What you need to do = Write out each of the following lines verbatim, keeping every character unchanged.

Position annotation records:
::::::
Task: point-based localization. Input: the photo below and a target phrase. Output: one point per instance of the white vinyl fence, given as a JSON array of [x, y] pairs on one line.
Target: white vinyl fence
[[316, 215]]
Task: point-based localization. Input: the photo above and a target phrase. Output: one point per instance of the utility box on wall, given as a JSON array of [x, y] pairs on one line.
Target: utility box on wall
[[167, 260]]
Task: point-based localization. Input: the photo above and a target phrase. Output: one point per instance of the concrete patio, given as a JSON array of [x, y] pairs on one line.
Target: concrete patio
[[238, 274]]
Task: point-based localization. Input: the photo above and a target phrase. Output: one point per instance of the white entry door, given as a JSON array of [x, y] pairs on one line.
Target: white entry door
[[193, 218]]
::::::
Correct answer =
Task: point-based localization. Input: the photo below and a target phrase. Output: one point per instance of the white vinyl fence, given as a JSON array of [x, y] pairs on one line.
Target: white vinyl fence
[[316, 215]]
Task: point-based localization. Input: the photo above and a target phrase. Output: one point per instance of the utility box on wall, given as a JSON array of [x, y] pairs on one line.
Target: utility box on wall
[[167, 260]]
Task: point-based localization. Input: the photo above and a target phrase. Output: one point per instance of the concrete patio, given as a JSON array of [x, y] pairs on one line.
Target: concrete patio
[[238, 274]]
Task: point-based localization. Input: the photo above and a target phrase. Output: one point per instance of the white entry door, given as a JSON array of [x, y] pairs on one line.
Target: white entry door
[[193, 218]]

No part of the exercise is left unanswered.